Information supplied:

::::::

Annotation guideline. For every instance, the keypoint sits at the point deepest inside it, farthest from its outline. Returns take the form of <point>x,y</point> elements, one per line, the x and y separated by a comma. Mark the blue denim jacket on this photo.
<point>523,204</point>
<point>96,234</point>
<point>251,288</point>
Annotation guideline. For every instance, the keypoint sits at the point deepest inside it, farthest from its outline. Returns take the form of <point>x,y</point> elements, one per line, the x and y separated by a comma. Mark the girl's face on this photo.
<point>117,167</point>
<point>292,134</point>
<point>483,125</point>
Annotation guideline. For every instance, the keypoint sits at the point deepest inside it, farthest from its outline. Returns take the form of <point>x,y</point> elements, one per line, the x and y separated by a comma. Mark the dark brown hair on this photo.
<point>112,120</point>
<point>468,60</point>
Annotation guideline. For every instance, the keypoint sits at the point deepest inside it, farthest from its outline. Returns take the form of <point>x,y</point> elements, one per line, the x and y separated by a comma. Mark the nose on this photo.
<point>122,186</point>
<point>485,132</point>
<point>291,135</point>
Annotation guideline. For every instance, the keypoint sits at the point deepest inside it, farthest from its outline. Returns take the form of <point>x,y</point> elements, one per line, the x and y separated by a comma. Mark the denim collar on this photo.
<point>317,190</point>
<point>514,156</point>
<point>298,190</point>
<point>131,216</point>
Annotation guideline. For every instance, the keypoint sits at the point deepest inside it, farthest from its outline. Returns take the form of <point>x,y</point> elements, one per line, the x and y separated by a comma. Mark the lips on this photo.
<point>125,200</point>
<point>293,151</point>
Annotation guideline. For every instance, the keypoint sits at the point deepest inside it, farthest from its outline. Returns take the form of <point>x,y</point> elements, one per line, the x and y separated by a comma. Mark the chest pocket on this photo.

::::::

Stated problem: Rescale the data from the line containing "lips on this photo." through the end of the data, inclusive: reproduce every line in that span, leaving all other text unchanged but multiplying each coordinate in the answers by 2.6 and rounding it to a whole number, with halves rounded up. Return only those lines.

Written reply:
Annotation guideline. For every instance, the keypoint sits at the point deepest inside it, farthest from its outline. Returns take the form of <point>x,y</point> elements, one per line, the x and y separated by a comma. Mark the lips on this photo.
<point>325,520</point>
<point>762,393</point>
Annotation guideline. For every instance, the keypoint sits at the point deepest inside it, farthest from its outline. Returns take the form of <point>x,y</point> elements, one per line, the x and y separated by a comma. Mark the chest pocket on this photo.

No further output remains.